What the task asks
Copy, word for word, each line of the data below from the first through the line containing "[1154, 385]", and stop there.
== == ==
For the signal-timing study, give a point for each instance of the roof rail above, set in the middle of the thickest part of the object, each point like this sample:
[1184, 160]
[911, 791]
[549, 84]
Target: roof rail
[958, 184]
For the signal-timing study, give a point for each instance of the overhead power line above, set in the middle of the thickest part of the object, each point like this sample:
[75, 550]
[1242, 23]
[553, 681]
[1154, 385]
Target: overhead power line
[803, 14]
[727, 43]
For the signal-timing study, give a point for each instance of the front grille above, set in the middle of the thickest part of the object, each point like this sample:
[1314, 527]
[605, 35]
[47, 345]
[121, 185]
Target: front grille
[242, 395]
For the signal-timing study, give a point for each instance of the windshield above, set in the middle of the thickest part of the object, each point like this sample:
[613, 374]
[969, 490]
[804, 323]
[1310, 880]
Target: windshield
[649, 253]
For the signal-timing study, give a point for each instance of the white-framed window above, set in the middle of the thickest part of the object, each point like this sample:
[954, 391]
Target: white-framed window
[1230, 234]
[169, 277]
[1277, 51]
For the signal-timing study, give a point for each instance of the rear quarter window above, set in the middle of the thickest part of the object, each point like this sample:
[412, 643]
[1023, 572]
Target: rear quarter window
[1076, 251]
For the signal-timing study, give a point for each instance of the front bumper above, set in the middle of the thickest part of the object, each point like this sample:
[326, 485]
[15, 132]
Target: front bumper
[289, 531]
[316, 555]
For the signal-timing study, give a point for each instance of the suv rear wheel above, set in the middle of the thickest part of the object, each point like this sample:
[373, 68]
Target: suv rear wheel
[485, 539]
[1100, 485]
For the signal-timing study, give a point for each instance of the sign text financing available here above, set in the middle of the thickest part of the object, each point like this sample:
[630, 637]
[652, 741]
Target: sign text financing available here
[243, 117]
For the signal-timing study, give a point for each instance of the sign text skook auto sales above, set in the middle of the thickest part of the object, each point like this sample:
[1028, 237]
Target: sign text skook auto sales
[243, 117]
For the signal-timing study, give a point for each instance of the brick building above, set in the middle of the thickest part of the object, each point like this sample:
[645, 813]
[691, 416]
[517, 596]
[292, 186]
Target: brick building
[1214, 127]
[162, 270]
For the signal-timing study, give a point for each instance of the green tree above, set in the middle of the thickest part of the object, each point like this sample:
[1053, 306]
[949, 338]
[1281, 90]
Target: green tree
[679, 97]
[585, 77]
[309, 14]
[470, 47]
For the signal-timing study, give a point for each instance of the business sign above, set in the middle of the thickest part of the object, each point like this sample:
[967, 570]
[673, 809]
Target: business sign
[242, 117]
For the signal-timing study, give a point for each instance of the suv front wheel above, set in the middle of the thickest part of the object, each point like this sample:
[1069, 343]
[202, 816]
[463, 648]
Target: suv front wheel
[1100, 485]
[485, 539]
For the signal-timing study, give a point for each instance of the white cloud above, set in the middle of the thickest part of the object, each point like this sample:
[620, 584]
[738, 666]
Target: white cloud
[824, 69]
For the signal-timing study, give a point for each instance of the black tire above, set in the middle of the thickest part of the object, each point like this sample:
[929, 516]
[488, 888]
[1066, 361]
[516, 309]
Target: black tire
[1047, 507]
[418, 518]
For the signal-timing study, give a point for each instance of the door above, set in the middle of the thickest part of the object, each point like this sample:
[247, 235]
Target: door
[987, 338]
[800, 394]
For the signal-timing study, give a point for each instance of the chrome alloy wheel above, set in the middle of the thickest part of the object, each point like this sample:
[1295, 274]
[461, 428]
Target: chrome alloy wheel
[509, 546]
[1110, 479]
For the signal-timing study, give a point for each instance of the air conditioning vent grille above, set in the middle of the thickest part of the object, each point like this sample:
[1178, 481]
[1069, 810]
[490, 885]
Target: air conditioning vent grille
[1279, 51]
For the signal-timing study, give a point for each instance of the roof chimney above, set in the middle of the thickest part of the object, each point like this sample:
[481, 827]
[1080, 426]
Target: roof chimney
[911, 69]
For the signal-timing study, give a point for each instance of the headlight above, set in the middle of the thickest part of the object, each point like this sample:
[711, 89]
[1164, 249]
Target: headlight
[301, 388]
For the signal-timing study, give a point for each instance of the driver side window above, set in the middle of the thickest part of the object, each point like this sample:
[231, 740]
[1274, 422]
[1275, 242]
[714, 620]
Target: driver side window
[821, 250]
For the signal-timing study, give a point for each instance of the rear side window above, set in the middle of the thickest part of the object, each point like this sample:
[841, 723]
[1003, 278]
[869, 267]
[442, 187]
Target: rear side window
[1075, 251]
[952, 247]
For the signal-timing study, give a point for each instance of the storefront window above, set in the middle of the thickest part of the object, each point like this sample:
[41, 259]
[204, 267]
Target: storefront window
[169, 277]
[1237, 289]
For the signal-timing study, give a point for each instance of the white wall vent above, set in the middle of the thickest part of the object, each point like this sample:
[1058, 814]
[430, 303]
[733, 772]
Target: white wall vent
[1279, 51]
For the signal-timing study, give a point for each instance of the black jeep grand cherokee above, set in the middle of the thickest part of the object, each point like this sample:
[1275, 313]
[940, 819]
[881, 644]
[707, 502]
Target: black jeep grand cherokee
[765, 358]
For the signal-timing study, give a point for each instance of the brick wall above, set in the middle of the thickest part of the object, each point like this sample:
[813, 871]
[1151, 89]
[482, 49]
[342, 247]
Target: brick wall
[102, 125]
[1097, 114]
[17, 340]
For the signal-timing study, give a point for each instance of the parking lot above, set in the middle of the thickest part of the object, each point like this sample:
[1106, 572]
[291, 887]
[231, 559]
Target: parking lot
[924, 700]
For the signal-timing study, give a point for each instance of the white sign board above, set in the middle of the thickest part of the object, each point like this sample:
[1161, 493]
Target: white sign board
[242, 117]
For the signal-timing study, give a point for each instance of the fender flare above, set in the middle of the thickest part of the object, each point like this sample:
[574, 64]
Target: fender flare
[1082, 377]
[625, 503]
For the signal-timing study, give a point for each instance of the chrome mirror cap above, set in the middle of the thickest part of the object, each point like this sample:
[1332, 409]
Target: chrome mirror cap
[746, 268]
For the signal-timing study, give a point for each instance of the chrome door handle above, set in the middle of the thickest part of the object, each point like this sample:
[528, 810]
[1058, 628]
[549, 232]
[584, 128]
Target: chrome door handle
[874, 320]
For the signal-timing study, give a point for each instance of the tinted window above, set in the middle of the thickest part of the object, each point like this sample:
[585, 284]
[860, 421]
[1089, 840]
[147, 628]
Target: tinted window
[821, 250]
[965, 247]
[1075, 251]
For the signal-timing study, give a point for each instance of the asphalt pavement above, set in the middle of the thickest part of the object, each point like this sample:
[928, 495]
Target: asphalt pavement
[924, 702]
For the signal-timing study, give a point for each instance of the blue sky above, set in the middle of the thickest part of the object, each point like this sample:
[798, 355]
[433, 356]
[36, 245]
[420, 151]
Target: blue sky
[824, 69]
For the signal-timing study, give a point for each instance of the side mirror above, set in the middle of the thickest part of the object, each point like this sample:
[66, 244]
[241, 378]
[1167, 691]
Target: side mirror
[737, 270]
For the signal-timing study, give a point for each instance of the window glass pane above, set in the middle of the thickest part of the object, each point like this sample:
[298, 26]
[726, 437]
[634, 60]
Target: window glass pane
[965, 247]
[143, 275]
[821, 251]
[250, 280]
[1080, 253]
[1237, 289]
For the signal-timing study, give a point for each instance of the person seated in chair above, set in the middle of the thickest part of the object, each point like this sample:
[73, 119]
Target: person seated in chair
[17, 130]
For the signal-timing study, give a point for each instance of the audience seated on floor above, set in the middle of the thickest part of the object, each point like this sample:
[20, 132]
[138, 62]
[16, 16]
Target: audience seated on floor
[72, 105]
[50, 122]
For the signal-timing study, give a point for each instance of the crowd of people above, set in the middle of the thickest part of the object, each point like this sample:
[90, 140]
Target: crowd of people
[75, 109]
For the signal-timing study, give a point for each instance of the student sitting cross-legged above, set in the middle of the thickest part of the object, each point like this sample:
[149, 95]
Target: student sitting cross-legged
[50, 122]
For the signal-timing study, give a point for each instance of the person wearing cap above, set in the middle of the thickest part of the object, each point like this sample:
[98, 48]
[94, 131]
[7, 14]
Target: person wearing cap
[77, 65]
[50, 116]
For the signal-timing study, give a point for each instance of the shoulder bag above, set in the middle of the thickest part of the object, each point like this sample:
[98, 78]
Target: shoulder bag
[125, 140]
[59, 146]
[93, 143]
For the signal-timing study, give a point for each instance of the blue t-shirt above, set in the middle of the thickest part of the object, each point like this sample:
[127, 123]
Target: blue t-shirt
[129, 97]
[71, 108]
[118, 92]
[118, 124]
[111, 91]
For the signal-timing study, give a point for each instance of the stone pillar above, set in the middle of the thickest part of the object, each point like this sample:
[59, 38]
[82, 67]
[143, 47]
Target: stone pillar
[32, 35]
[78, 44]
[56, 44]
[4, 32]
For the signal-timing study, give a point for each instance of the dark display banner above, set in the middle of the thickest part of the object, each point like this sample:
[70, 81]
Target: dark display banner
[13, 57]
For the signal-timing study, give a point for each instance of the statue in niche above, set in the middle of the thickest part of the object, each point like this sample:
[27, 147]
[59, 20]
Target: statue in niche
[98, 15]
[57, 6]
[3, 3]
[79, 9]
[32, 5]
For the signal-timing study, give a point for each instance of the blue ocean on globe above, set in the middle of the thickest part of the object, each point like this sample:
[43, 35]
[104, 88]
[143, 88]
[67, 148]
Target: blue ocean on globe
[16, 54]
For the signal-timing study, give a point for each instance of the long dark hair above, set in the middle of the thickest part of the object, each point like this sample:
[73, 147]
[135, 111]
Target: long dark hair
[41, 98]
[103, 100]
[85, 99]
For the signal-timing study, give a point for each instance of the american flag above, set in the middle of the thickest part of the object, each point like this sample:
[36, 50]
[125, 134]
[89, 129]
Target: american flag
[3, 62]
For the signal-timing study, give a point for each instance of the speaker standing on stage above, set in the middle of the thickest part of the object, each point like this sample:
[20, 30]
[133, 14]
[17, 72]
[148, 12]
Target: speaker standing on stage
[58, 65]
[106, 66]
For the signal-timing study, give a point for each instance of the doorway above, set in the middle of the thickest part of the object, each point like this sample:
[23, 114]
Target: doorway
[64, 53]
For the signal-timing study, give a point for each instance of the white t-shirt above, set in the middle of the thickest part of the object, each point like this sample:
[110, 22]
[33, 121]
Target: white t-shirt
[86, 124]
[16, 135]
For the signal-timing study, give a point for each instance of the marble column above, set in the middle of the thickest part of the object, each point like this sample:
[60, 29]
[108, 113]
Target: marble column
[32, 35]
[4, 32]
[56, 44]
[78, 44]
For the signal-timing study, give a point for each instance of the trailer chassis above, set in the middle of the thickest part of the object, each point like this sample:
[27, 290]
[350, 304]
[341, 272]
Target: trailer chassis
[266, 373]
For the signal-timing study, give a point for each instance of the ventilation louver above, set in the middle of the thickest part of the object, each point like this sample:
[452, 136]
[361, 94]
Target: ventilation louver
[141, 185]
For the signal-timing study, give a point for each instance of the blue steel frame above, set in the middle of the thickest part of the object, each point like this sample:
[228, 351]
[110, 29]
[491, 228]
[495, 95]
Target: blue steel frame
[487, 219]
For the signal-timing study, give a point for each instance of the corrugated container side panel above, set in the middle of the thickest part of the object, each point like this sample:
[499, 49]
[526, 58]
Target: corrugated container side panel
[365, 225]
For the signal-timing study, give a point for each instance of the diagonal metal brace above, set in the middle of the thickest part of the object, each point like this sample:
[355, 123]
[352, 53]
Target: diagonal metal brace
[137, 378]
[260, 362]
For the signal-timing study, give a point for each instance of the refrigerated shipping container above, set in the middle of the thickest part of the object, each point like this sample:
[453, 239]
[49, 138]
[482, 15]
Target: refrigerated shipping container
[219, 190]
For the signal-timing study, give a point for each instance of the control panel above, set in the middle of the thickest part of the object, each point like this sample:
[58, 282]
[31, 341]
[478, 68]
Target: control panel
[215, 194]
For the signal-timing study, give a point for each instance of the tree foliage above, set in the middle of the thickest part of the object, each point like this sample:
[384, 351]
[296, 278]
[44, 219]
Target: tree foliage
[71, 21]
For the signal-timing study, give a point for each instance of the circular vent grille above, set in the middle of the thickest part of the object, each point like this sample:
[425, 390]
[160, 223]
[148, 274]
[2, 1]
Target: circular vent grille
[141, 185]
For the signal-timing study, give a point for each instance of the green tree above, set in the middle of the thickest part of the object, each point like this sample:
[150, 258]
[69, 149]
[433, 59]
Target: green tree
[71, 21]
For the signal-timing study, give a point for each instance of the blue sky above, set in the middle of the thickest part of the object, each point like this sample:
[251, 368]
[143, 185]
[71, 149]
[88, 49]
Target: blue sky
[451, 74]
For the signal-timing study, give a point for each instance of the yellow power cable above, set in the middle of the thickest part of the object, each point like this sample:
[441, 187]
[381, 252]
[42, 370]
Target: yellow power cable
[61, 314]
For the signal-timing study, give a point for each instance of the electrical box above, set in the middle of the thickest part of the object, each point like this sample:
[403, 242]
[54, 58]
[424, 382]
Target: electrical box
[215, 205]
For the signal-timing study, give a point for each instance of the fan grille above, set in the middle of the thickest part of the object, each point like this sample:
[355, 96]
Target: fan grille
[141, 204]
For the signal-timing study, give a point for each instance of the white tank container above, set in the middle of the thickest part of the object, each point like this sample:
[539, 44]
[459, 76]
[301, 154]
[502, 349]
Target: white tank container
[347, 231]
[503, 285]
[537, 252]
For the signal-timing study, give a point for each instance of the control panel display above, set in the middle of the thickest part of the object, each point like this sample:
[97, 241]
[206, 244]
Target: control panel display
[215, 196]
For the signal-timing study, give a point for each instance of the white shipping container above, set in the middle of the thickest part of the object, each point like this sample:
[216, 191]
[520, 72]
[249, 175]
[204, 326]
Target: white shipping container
== == ==
Result of the exercise
For the signal-timing study, give a point for each instance of the roof rail above, set in the middle of the thickest part of the object, each point like this sample:
[1184, 160]
[911, 791]
[549, 84]
Target: roof rail
[958, 184]
For the signal-timing study, give a point for each instance of the overhead power line above, set in the middle of the thickest part of the object, each point like this sample:
[75, 550]
[1242, 23]
[553, 681]
[1154, 385]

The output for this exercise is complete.